_THE REQUEST_
Count the lines in the records below that contain the string "frame". Reply with the number alone.

_EXERCISE DATA_
____
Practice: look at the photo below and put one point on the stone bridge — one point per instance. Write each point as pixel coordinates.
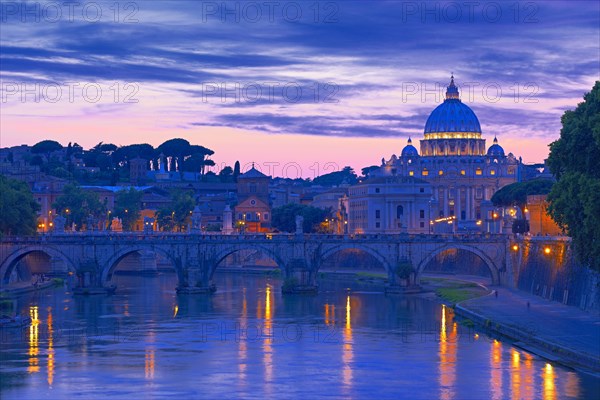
(91, 258)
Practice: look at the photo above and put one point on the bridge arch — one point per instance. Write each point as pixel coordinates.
(494, 270)
(227, 251)
(110, 266)
(329, 251)
(13, 259)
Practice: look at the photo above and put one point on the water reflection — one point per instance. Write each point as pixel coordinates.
(267, 342)
(549, 386)
(242, 343)
(34, 332)
(50, 348)
(447, 353)
(515, 375)
(81, 347)
(329, 314)
(347, 353)
(496, 370)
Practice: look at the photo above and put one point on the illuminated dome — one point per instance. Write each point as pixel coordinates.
(409, 150)
(452, 116)
(495, 150)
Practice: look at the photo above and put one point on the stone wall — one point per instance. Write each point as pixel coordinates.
(546, 267)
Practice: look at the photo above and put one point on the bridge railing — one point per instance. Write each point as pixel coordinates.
(94, 237)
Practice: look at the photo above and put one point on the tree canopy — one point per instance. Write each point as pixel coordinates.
(575, 161)
(18, 208)
(77, 205)
(176, 215)
(516, 193)
(128, 204)
(46, 147)
(284, 217)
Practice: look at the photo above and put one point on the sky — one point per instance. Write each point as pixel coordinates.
(301, 88)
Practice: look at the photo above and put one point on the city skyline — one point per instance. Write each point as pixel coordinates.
(368, 75)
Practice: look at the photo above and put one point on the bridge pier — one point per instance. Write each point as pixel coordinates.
(89, 280)
(197, 279)
(402, 279)
(299, 278)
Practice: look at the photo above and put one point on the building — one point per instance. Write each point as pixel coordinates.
(540, 223)
(454, 160)
(391, 204)
(253, 211)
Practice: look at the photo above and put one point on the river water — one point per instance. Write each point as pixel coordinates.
(250, 341)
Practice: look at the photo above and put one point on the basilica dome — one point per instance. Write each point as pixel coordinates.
(495, 150)
(409, 150)
(452, 116)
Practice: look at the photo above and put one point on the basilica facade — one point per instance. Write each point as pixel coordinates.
(453, 158)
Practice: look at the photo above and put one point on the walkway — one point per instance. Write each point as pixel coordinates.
(566, 332)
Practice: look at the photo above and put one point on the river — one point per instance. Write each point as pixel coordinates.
(250, 341)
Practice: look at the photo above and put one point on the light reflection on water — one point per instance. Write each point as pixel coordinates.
(250, 341)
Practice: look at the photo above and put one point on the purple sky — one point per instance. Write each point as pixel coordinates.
(310, 86)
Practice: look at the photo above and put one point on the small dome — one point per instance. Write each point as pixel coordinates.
(409, 150)
(495, 150)
(452, 115)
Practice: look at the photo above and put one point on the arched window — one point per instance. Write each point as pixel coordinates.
(399, 212)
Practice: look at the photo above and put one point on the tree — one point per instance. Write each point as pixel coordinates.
(574, 161)
(128, 204)
(18, 208)
(176, 215)
(77, 205)
(284, 217)
(46, 147)
(516, 193)
(236, 170)
(226, 174)
(177, 149)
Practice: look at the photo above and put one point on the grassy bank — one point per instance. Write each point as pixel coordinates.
(453, 291)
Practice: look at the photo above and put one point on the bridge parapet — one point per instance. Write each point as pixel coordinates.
(195, 256)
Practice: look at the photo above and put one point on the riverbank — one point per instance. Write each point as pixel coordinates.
(556, 332)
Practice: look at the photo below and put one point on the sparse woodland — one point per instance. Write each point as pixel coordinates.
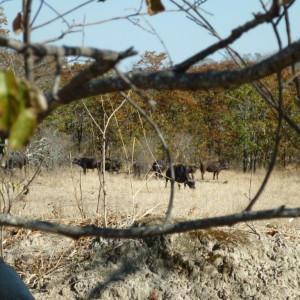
(55, 107)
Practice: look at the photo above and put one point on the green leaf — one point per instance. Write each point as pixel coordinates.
(154, 7)
(9, 102)
(20, 103)
(22, 129)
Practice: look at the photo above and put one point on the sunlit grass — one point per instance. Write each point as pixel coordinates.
(52, 195)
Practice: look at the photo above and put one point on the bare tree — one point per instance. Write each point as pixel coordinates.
(103, 76)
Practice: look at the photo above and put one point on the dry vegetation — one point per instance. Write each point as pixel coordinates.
(55, 195)
(57, 267)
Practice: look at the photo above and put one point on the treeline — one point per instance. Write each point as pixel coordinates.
(230, 124)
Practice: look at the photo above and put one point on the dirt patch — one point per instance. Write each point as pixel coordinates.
(220, 263)
(253, 261)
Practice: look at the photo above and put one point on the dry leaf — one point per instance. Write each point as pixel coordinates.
(18, 24)
(154, 7)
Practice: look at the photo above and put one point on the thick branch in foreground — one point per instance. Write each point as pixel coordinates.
(169, 80)
(139, 232)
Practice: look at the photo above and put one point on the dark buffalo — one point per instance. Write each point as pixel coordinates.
(139, 168)
(191, 170)
(113, 165)
(87, 162)
(16, 160)
(213, 166)
(159, 166)
(181, 176)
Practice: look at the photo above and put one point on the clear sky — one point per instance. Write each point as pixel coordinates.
(181, 36)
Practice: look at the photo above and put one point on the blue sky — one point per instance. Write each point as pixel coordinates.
(181, 37)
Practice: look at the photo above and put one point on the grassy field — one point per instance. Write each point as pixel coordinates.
(68, 194)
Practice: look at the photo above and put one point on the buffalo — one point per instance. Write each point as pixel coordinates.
(159, 166)
(191, 169)
(113, 165)
(139, 168)
(87, 162)
(16, 160)
(213, 166)
(181, 176)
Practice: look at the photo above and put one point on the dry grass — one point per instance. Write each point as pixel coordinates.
(52, 195)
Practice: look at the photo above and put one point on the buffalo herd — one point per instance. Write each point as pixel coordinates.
(182, 173)
(15, 160)
(91, 163)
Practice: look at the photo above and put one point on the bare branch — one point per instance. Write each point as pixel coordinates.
(139, 232)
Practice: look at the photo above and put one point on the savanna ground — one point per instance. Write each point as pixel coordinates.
(257, 260)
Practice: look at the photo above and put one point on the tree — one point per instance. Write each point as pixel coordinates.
(103, 76)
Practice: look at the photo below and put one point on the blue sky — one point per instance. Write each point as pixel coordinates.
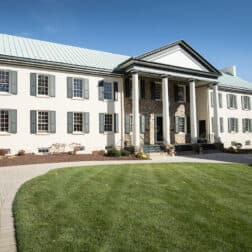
(221, 31)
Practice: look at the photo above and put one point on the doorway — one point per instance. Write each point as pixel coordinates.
(158, 129)
(202, 128)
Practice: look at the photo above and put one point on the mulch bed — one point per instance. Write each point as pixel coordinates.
(55, 158)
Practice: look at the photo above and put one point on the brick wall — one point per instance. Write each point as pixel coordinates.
(150, 107)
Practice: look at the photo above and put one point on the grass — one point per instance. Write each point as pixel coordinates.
(147, 207)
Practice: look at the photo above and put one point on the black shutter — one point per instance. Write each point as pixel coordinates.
(176, 92)
(115, 91)
(142, 86)
(187, 94)
(153, 87)
(127, 88)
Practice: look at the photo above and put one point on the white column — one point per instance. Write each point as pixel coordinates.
(216, 126)
(166, 115)
(193, 113)
(135, 110)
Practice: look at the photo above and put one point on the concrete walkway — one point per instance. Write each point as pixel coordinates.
(12, 177)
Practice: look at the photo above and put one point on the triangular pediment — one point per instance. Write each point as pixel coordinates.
(178, 54)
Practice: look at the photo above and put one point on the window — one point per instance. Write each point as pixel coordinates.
(4, 121)
(43, 85)
(232, 125)
(220, 100)
(158, 91)
(77, 88)
(181, 93)
(211, 99)
(108, 123)
(247, 142)
(247, 125)
(221, 125)
(107, 91)
(246, 102)
(43, 121)
(4, 81)
(180, 124)
(231, 101)
(43, 150)
(78, 122)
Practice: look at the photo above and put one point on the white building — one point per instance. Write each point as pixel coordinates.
(52, 93)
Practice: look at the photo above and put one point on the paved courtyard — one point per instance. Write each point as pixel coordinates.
(12, 177)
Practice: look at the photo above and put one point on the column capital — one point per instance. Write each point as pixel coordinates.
(163, 76)
(192, 80)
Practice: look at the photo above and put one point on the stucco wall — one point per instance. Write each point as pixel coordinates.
(24, 102)
(239, 113)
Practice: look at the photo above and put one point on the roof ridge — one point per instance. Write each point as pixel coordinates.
(60, 44)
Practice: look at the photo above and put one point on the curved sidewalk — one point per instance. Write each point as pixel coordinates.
(12, 177)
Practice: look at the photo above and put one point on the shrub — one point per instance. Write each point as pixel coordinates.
(130, 149)
(4, 152)
(125, 153)
(113, 153)
(21, 153)
(142, 155)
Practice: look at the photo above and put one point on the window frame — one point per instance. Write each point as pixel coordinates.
(243, 97)
(77, 131)
(159, 85)
(247, 122)
(8, 84)
(8, 120)
(185, 124)
(235, 99)
(48, 122)
(37, 85)
(184, 93)
(221, 124)
(112, 91)
(73, 89)
(235, 130)
(112, 123)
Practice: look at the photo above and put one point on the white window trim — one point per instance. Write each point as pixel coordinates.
(242, 100)
(77, 132)
(2, 92)
(42, 132)
(246, 131)
(112, 90)
(159, 83)
(77, 97)
(184, 87)
(234, 132)
(109, 132)
(185, 126)
(37, 94)
(233, 108)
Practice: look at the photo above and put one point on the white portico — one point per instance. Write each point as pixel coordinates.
(156, 66)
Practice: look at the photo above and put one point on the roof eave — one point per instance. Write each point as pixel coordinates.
(136, 62)
(55, 65)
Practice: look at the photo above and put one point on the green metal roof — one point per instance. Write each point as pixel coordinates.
(229, 81)
(32, 49)
(26, 48)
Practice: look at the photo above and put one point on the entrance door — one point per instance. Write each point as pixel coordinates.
(202, 128)
(158, 129)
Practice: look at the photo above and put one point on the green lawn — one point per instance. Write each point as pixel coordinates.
(147, 207)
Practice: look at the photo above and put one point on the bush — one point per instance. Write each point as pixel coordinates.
(21, 153)
(4, 152)
(130, 149)
(125, 153)
(113, 153)
(142, 155)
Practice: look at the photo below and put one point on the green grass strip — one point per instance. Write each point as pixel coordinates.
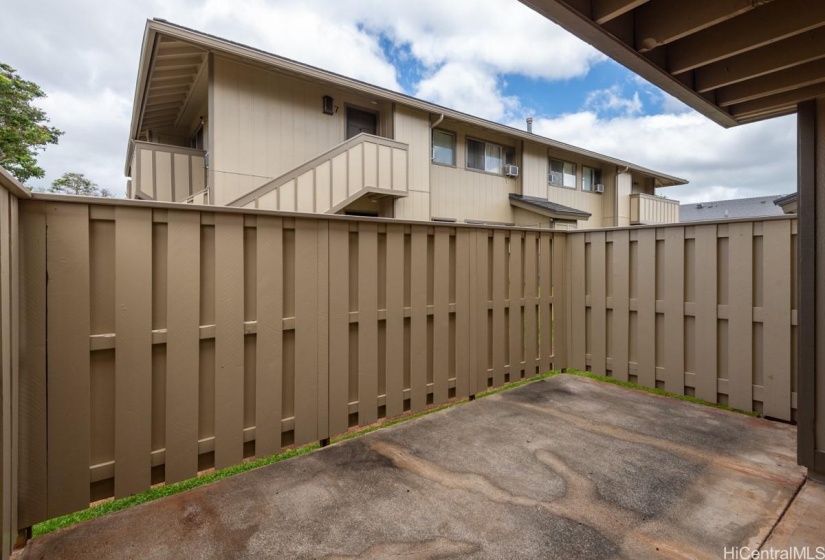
(171, 489)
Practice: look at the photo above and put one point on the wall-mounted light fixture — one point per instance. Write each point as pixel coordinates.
(329, 108)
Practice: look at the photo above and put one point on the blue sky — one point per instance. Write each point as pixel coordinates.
(496, 59)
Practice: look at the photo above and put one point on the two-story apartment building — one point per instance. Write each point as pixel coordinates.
(222, 123)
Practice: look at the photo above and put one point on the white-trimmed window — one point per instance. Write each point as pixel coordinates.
(590, 177)
(562, 173)
(486, 156)
(443, 147)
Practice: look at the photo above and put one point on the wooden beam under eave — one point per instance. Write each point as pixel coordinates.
(774, 57)
(664, 21)
(606, 10)
(780, 101)
(769, 24)
(785, 80)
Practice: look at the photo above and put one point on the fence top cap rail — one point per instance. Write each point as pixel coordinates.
(185, 207)
(689, 224)
(12, 185)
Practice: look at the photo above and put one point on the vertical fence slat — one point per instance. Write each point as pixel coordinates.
(418, 318)
(777, 323)
(395, 321)
(548, 338)
(322, 326)
(68, 359)
(646, 309)
(740, 316)
(367, 323)
(674, 358)
(462, 313)
(339, 328)
(621, 304)
(32, 463)
(441, 316)
(514, 295)
(499, 265)
(229, 339)
(183, 345)
(555, 247)
(306, 336)
(133, 350)
(269, 338)
(705, 380)
(598, 303)
(530, 302)
(578, 331)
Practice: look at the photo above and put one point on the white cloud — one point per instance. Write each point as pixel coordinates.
(468, 88)
(754, 160)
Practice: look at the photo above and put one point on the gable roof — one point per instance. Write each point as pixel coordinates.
(157, 28)
(734, 208)
(546, 208)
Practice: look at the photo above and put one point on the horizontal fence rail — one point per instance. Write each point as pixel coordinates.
(704, 310)
(181, 339)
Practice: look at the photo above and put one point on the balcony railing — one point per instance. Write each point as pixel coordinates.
(363, 165)
(648, 209)
(167, 173)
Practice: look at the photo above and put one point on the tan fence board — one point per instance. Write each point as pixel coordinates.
(499, 285)
(32, 480)
(706, 313)
(578, 311)
(306, 335)
(516, 286)
(646, 308)
(463, 292)
(598, 303)
(229, 340)
(418, 319)
(68, 358)
(531, 354)
(133, 350)
(338, 328)
(183, 345)
(367, 323)
(441, 316)
(740, 315)
(674, 358)
(621, 304)
(777, 320)
(394, 321)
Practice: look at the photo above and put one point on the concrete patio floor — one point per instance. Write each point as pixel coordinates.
(561, 468)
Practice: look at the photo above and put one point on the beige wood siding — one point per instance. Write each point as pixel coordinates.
(707, 310)
(167, 173)
(266, 123)
(413, 128)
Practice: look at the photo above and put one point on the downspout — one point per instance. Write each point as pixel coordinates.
(616, 196)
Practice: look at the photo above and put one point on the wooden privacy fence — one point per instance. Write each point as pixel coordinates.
(697, 309)
(181, 339)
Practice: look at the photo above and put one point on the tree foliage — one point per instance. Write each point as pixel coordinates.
(77, 184)
(23, 127)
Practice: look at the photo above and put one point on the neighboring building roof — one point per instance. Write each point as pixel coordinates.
(546, 208)
(735, 208)
(788, 203)
(210, 42)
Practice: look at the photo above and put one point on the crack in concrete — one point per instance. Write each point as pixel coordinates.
(433, 549)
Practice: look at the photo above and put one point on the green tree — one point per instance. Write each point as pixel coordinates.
(78, 184)
(23, 128)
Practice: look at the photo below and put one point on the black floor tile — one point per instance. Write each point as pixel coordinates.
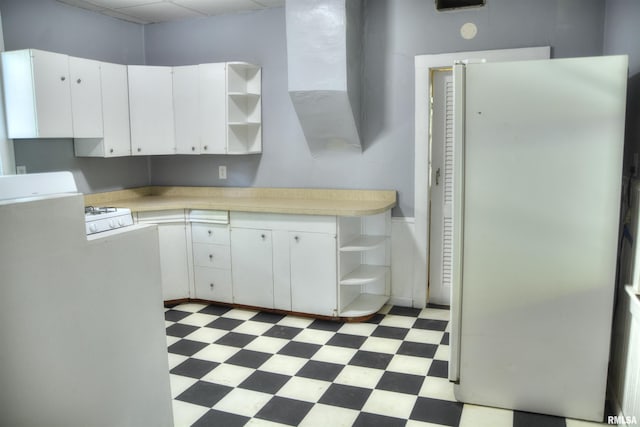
(320, 370)
(370, 359)
(345, 396)
(401, 383)
(347, 340)
(186, 347)
(204, 393)
(299, 349)
(225, 323)
(175, 315)
(268, 317)
(390, 332)
(284, 411)
(409, 348)
(265, 382)
(437, 411)
(529, 419)
(431, 324)
(235, 339)
(180, 330)
(194, 368)
(285, 332)
(326, 325)
(248, 358)
(215, 418)
(217, 310)
(366, 419)
(405, 311)
(439, 368)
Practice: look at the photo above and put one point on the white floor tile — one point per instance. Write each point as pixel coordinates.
(332, 354)
(175, 360)
(483, 416)
(185, 414)
(409, 364)
(314, 336)
(306, 389)
(266, 344)
(243, 402)
(207, 335)
(390, 404)
(230, 375)
(326, 415)
(437, 388)
(198, 319)
(359, 376)
(424, 336)
(253, 328)
(362, 329)
(180, 384)
(381, 345)
(216, 353)
(281, 364)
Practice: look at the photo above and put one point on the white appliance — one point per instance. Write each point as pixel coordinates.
(538, 171)
(99, 219)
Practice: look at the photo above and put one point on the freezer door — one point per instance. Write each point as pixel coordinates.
(543, 144)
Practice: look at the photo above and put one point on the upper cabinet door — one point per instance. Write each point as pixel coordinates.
(37, 94)
(186, 96)
(115, 109)
(86, 98)
(151, 110)
(213, 108)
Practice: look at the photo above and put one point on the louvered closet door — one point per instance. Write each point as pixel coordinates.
(441, 241)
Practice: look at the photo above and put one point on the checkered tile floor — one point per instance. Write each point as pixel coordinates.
(234, 367)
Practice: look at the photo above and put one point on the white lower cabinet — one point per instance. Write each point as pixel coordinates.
(313, 273)
(252, 266)
(175, 252)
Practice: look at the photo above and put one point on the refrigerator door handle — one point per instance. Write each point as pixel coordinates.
(458, 193)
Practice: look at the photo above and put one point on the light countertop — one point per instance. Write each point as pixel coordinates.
(267, 200)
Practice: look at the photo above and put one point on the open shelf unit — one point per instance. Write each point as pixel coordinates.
(364, 264)
(244, 108)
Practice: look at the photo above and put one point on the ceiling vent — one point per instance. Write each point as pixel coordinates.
(324, 49)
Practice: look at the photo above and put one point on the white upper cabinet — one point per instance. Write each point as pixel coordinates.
(37, 94)
(186, 99)
(151, 110)
(86, 98)
(212, 108)
(114, 119)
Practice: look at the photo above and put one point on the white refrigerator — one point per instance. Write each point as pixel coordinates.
(538, 170)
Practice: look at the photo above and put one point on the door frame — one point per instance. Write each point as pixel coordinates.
(423, 65)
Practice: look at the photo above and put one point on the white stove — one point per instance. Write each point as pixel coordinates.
(99, 219)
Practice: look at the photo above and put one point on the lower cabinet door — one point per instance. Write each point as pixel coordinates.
(313, 273)
(174, 264)
(252, 267)
(213, 284)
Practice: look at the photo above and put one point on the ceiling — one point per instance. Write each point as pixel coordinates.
(151, 11)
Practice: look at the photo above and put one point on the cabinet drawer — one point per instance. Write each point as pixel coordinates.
(285, 222)
(210, 233)
(213, 284)
(214, 256)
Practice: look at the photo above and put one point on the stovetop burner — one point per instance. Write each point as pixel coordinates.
(94, 210)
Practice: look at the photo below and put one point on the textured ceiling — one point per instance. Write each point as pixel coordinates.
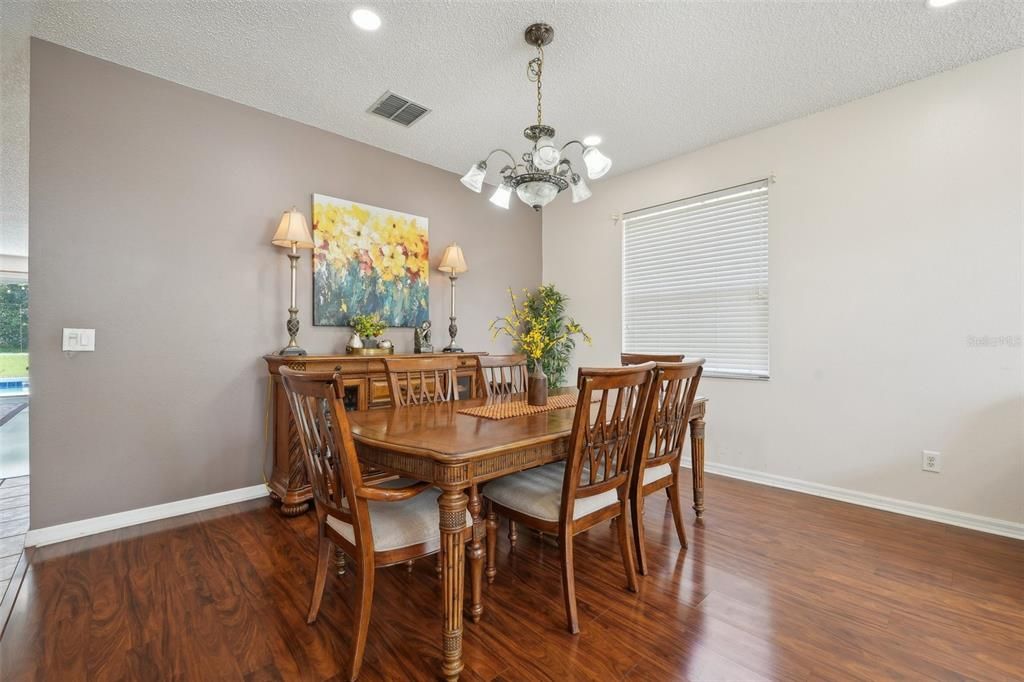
____
_THE REPLY_
2